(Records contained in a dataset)
────

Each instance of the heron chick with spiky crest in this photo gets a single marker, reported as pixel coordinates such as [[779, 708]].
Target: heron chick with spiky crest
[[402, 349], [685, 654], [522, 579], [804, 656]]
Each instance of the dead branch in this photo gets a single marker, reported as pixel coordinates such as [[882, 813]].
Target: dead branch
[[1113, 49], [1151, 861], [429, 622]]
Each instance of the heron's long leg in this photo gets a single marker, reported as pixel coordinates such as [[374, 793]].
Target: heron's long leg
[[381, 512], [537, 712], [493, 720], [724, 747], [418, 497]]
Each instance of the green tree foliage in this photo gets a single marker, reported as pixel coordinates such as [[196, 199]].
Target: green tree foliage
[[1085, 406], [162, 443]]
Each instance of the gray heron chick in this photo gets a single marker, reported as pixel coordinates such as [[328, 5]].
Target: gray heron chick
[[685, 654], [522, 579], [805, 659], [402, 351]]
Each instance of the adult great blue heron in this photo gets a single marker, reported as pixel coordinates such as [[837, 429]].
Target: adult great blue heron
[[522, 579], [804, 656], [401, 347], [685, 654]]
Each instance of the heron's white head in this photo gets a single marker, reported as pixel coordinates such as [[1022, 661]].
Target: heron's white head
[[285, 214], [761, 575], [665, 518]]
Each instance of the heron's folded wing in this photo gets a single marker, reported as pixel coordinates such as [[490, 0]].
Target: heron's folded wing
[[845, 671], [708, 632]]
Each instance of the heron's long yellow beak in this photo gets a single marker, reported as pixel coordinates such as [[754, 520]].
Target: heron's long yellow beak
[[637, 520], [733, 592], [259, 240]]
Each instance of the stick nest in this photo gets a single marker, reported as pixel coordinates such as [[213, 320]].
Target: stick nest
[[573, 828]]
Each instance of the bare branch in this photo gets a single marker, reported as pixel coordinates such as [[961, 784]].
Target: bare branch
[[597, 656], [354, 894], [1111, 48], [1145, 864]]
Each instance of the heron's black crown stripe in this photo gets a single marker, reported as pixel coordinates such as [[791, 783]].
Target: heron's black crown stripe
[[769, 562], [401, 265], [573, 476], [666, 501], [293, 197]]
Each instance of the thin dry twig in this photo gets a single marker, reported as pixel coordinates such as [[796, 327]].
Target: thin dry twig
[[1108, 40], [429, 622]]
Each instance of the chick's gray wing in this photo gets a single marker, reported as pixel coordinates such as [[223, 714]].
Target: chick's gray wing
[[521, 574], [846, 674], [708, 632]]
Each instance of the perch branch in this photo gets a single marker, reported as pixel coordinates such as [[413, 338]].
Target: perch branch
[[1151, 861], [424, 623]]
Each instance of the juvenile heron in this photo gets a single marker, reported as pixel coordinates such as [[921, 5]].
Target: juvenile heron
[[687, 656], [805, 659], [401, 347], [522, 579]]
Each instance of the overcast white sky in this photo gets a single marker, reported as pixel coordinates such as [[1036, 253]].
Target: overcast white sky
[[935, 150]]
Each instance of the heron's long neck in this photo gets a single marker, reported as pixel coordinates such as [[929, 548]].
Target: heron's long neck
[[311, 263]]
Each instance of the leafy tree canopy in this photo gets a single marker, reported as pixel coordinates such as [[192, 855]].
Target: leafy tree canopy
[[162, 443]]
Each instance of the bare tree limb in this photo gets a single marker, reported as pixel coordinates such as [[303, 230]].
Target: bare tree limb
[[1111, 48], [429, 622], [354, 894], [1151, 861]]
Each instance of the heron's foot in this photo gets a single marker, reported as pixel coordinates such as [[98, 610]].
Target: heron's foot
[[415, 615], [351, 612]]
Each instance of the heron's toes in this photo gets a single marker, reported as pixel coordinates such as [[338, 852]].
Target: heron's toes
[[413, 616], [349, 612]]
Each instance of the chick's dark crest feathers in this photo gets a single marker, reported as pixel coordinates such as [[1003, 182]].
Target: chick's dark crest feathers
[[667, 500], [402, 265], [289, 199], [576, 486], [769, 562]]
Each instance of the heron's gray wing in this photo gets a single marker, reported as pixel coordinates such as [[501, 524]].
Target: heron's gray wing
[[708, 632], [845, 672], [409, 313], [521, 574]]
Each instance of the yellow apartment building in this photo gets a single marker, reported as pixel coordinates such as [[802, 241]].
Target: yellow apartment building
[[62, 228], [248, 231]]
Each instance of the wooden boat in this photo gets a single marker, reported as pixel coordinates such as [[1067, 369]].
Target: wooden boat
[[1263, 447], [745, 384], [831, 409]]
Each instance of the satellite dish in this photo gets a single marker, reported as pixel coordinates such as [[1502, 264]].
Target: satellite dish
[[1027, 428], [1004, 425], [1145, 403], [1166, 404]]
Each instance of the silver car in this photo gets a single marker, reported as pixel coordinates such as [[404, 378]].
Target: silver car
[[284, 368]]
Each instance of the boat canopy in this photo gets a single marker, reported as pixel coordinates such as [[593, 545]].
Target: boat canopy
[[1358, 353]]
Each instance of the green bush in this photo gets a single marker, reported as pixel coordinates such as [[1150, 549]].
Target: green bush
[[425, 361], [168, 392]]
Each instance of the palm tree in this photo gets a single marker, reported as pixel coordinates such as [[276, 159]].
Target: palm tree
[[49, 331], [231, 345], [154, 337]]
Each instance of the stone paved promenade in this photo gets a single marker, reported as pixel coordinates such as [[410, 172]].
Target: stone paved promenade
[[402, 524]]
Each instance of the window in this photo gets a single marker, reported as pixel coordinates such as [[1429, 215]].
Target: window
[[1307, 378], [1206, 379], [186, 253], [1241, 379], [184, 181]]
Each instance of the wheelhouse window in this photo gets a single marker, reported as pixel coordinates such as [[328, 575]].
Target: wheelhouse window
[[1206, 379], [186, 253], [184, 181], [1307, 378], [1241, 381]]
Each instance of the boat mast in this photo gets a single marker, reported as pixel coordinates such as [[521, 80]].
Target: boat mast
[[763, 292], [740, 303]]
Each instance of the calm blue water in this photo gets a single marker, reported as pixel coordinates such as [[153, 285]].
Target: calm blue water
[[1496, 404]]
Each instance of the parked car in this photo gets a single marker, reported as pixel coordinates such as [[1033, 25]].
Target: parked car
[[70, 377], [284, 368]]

────

WHAT TO PRODUCE: Copy out the records once more, exactly as they are written.

SOLUTION TO THE EXERCISE:
Each instance of the heron chick with spiky crest in this photo gets a single marker, reported as pixel coordinates such as [[779, 708]].
Target: heron chick with spiky crest
[[402, 349], [685, 654], [522, 579], [804, 656]]
Each instance of the dead branch in this photo gets a single marker, reported as pixel coordinates such as [[882, 813]].
Target: dead branch
[[1113, 49], [1151, 861], [429, 622]]
Each instance of the heron's long leg in this photo gets a single marker, reported as pixel coordinates such as [[374, 793]].
Target: heron's long leg
[[381, 512], [537, 712], [493, 720], [724, 747], [418, 497]]
Each instance of the green tree foliage in this photo gets a single marker, reported as pixel coordinates such as [[196, 199]].
Target: green tree foliage
[[1085, 406], [162, 443]]
Each instance of the gray heron chick in this photo gets a single marker, reported as pixel coordinates such as [[328, 5]].
Target: gray heron chick
[[685, 654], [522, 579], [805, 659], [402, 351]]
Each instance of the adult great blue heron in this photo gets a single marker, reported as pixel coordinates such as [[837, 429]].
Target: adult great blue heron
[[522, 579], [804, 656], [401, 347], [685, 654]]
Each instance of the heron's white head in this photo gets a single marker, reported as pixel coordinates such as [[1022, 661]].
Target: heron's white head
[[285, 214], [761, 575], [665, 518]]
Each instance of the heron's folded wing in this photo gets a single marker, reported as pixel coordinates such as [[490, 0]].
Target: heron's folded wing
[[845, 671], [708, 632]]
Each instance of the heron's long yellow beak in this photo gets a single marker, reported as pixel coordinates such as [[754, 520]].
Target: heron's long yellow beak
[[637, 520], [733, 592], [259, 240]]
Each instance of the stick nest in this photo gets a single marker, reported as pixel coordinates such as [[213, 320]].
Target: stick nest
[[573, 828]]
Each instance of the bare branch in this photo gets a single marker, reported as pixel coordinates such as [[961, 784]].
Target: bare branch
[[597, 656], [354, 894], [1111, 48], [1145, 864]]
Each instance of the heron's black crown stripe in this photo gets a single marker, reported as pixel coordinates such as [[791, 783]].
Target: heron's black crown stripe
[[769, 562], [401, 265], [573, 476], [666, 501], [293, 197]]
Each instance of the thin dry twig in this photo gets a single marker, reported as pixel coordinates such as [[796, 327]].
Target: thin dry twig
[[1108, 40], [429, 622]]
Each instance of the chick's gray wing in this photo gets a single marker, reported as pixel coordinates such as [[223, 714]].
Target: chick's gray wing
[[521, 574], [846, 674], [708, 632]]
Each instance of the perch branch in this photo gets a single marker, reported as pixel coordinates such as [[413, 338]].
Target: perch branch
[[1151, 861], [424, 623]]
Each instance of the juvenile heron in this photo gets a single marker, reported as pixel coordinates such as [[921, 5]].
Target: juvenile heron
[[687, 656], [805, 659], [401, 347], [522, 579]]
Each instance of the overcast white sky in this photo gets a single marker, reported as pixel coordinates such as [[1036, 253]].
Target: overcast white sky
[[935, 150]]
Each instance of the heron's long neck in this photo gets a single marker, reported as pixel coordinates such as [[929, 548]].
Target: heron's long neck
[[311, 263]]
Each instance of the leafy tree canopy in this photo gets a single marker, reported as pixel coordinates such as [[192, 855]].
Target: leafy tree canopy
[[162, 443]]
Each instance of the bare tree limb in this photo gets a single marker, reported as pixel coordinates such as [[303, 230]].
Target: bare tree limb
[[1111, 48], [429, 622], [354, 894], [1151, 861]]
Each instance of the heron's foot in this photo gets a single marker, reported as pixel coordinates such as [[98, 610]].
Target: heron's foot
[[415, 615], [351, 612]]
Each instance of the heron's toes in this photo gets a single marker, reported as pixel coordinates such as [[338, 852]].
Target: heron's toes
[[413, 616], [349, 612]]
Each instance of the chick's dark crest feathers in this photo gets a single marker, reported as pixel coordinates such as [[1003, 182]].
Target: chick's dark crest feathers
[[667, 500], [402, 265], [289, 199], [576, 486], [769, 562]]
Each instance of the heron's gray wing in this photo gets a single marker, reported as pixel coordinates such as [[501, 524]].
Target: heron's gray wing
[[708, 632], [845, 672], [409, 313], [521, 574]]
Each instance of the yellow apartment building in this photo gets a single marker, reported as pixel coordinates such as [[802, 241]].
Target: yellow apartment building
[[62, 228], [248, 231]]
Each instance of the wooden boat in this photo gets a single marker, reported as pixel coordinates such as [[1067, 369]].
Target: wooden boat
[[1263, 447], [745, 384], [831, 409]]
Each instance of the satellite dish in this photo gets a single marker, reported as pixel coordinates such as [[1502, 264]].
Target: satellite dish
[[1027, 428], [1004, 425], [1145, 403], [1166, 404]]
Each instance of the silver car in this photo gets a single marker, reported as pixel coordinates such as [[404, 378]].
Target: silver car
[[284, 368]]
Each instance of the boat canopy in this photo gets a single marker, reported as pixel coordinates such as [[593, 545]].
Target: boat canopy
[[1358, 353]]
Each instance of the green bush in this photo gets a single marker, reported as pixel coordinates such as [[1150, 549]].
Target: green bush
[[425, 361], [168, 392]]
Each instance of the palm tree in this photo gets a single marker, reported as pixel coordinates such as [[276, 159]].
Target: palm tree
[[49, 331], [231, 345], [154, 337]]
Each instance of the stone paved promenade in this photo gets a single marker, reported as pixel coordinates such as [[410, 172]].
Target: stone paved promenade
[[402, 524]]
Each instance of the window in this photo gets a single marker, reported as pixel coordinates such as [[1429, 215]].
Target: window
[[1307, 378], [1206, 379], [186, 253], [1241, 379], [184, 181]]
Each instance of the wheelhouse window in this photo gets a single marker, reported as pixel coordinates such as [[328, 575]].
Target: wheelhouse window
[[1206, 379], [186, 253], [184, 181], [1307, 378], [1241, 381]]
Each instance of the boat mast in this photo gets a single marker, reported as pixel coordinates such as [[521, 80]].
Target: boat mast
[[763, 292], [740, 303]]
Each instance of the calm blue water in this photo gets a single marker, reported as pixel coordinates such as [[153, 285]].
Target: calm blue water
[[1496, 404]]
Each instance of the parked car in this photo gets a single marker, reported as pixel coordinates such as [[1033, 25]].
Target: parked car
[[70, 377], [284, 368]]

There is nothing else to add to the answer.